- EXERCISE TASK -
Rewrite everything from the line containing "Would you be able to mark the paper" down to the line containing "Would you be able to mark the red knitted", both ends included, with the requests unchanged. Scale each point coordinate in the answers by 0.8 and round to whole numbers, with halves going up.

- EXERCISE MATERIAL -

***

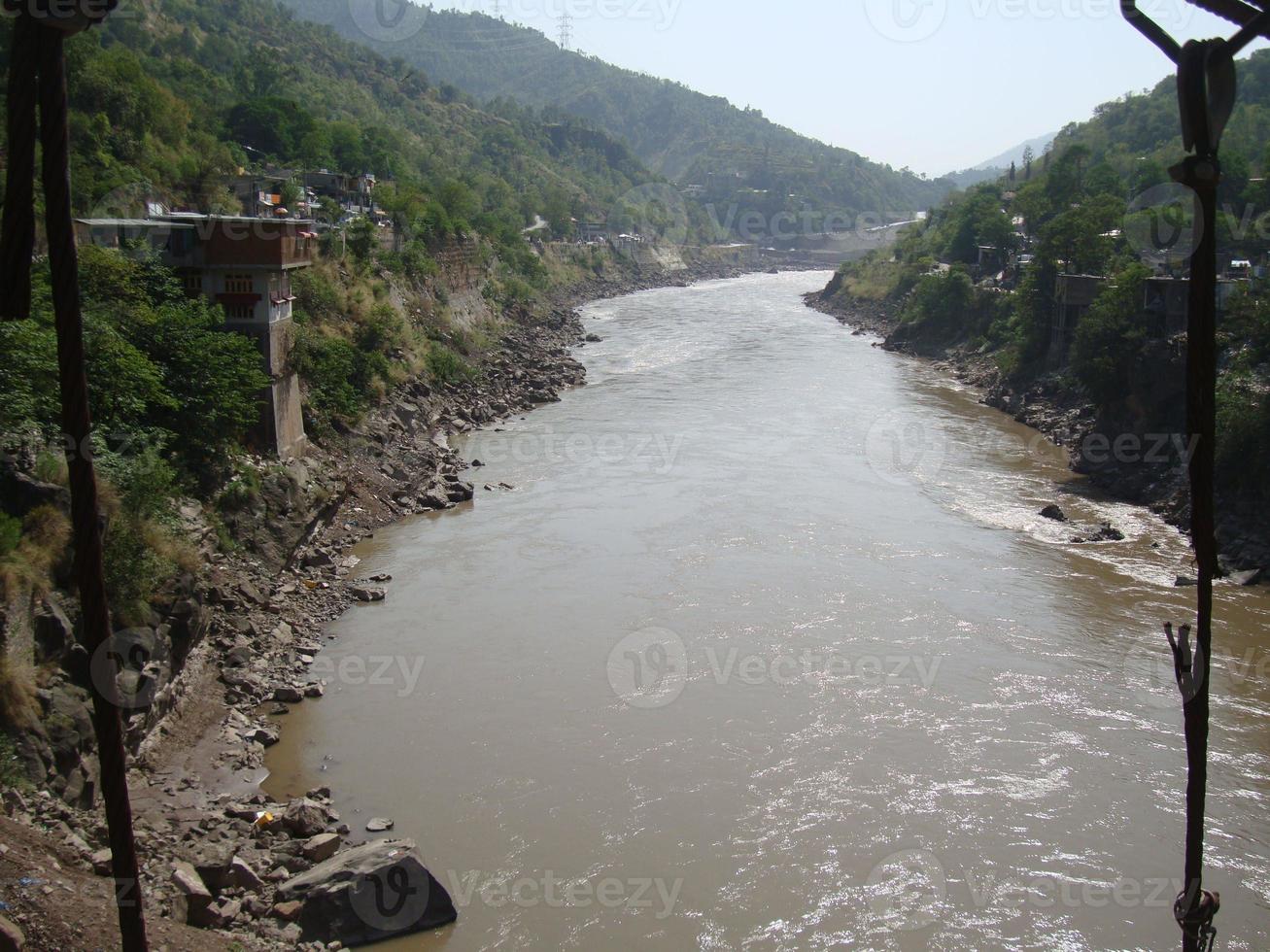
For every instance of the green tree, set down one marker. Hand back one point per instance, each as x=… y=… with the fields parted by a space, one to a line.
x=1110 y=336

***

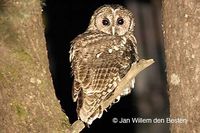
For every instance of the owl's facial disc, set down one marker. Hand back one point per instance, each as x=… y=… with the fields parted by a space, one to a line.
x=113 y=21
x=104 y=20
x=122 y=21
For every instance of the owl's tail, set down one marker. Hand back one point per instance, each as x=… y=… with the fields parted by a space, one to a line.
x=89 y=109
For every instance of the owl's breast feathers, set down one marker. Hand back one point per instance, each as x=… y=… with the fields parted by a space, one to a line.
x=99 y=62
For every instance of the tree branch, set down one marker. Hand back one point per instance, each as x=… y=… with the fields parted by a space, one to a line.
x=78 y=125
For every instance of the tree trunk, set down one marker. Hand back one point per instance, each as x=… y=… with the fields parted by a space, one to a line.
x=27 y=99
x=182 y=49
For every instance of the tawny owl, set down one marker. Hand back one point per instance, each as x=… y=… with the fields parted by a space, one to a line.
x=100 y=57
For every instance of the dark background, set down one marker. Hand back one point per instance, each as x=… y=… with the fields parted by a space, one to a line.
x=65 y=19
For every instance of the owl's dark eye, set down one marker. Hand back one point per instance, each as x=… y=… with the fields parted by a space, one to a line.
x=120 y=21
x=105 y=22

***

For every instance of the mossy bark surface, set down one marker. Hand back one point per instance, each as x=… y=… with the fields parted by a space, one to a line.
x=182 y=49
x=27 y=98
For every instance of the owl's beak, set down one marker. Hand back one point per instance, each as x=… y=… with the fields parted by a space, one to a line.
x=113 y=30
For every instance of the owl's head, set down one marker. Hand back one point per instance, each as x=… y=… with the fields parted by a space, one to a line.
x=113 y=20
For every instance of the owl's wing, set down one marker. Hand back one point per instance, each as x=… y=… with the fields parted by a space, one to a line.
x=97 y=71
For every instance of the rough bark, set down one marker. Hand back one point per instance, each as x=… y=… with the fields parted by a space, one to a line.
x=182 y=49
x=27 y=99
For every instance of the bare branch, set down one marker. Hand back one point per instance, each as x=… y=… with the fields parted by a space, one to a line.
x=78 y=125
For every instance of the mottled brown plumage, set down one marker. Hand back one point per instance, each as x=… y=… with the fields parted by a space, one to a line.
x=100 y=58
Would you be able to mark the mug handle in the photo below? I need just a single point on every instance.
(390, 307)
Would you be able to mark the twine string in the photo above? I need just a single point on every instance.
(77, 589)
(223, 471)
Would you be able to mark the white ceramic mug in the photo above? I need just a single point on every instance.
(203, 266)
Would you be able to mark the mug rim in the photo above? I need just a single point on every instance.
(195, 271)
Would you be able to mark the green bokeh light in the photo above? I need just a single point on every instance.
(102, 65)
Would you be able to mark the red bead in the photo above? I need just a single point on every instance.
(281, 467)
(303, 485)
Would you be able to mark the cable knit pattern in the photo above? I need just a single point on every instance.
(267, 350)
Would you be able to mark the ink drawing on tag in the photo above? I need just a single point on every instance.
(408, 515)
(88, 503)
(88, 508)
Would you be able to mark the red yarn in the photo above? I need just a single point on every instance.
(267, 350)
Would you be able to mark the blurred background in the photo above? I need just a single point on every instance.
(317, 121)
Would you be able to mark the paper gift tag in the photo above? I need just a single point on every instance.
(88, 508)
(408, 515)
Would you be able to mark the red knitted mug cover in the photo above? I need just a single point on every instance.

***

- COMPLETED TASK -
Would you be able to mark the paper gift tag in the photo above? I need just a single point on every instance.
(70, 406)
(326, 412)
Would you be able to mark the red knitted mug cover in the photo above? I need just a single point on every instance.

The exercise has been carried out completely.